----- GIVEN RECORDS -----
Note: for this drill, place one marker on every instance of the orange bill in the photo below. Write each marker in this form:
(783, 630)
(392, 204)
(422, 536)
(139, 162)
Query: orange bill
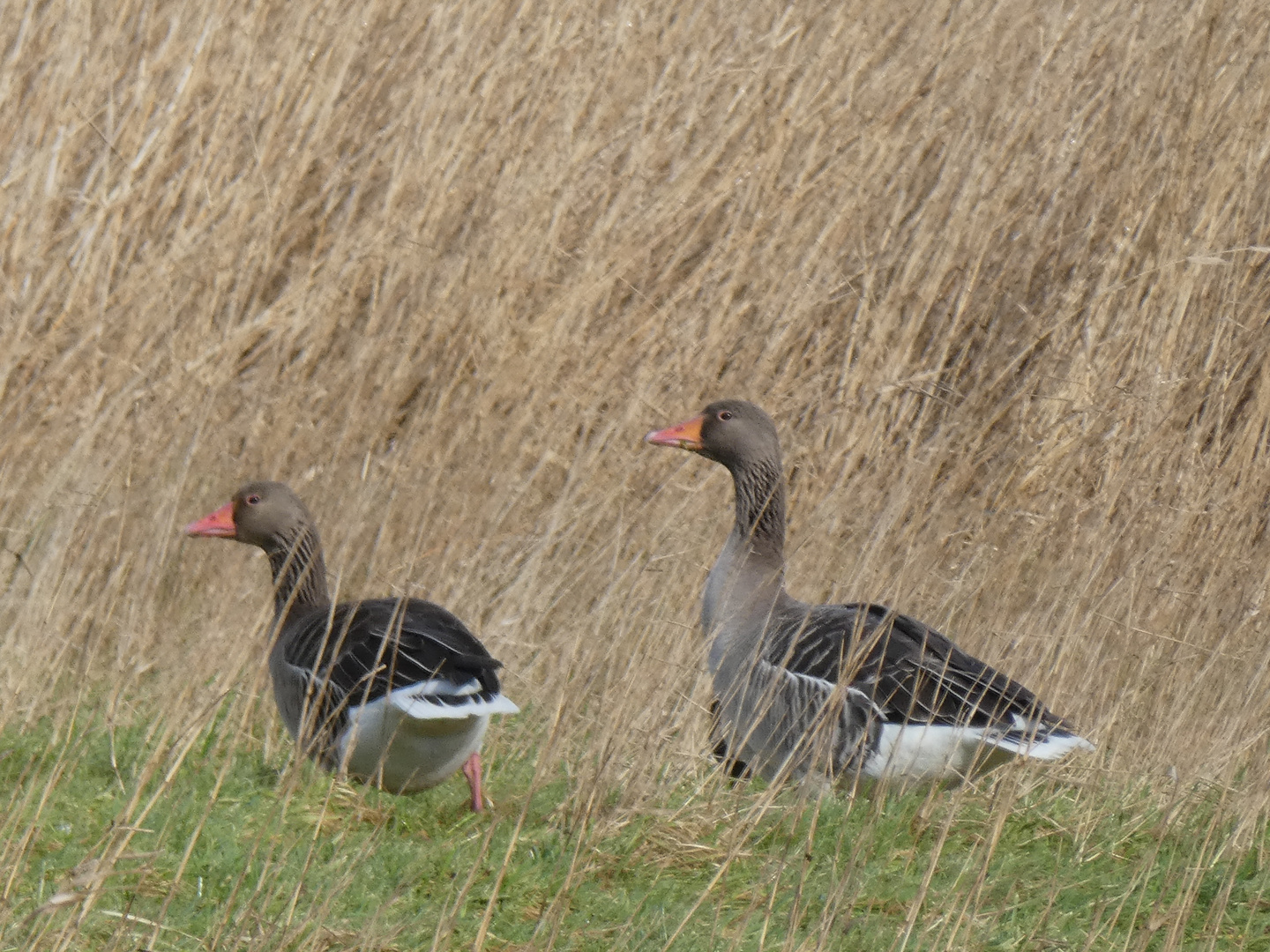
(219, 524)
(684, 435)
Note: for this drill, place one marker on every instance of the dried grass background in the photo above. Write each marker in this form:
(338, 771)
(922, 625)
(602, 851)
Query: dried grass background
-----
> [DESCRIPTION OF THE TASK]
Each line of the listing above should be retyped exactly, with no pictures.

> [EXERCISE SOLUTION]
Note: for this drill, place one marker on every instance of the orange bill in the photo below. Write each marker in this form:
(783, 630)
(392, 204)
(422, 536)
(139, 162)
Query: orange bill
(219, 524)
(684, 435)
Note: for this drill, place one marker on every instance of the dried grass background in the photo above. Write each marker in this form:
(338, 771)
(922, 625)
(602, 851)
Query: dried grass background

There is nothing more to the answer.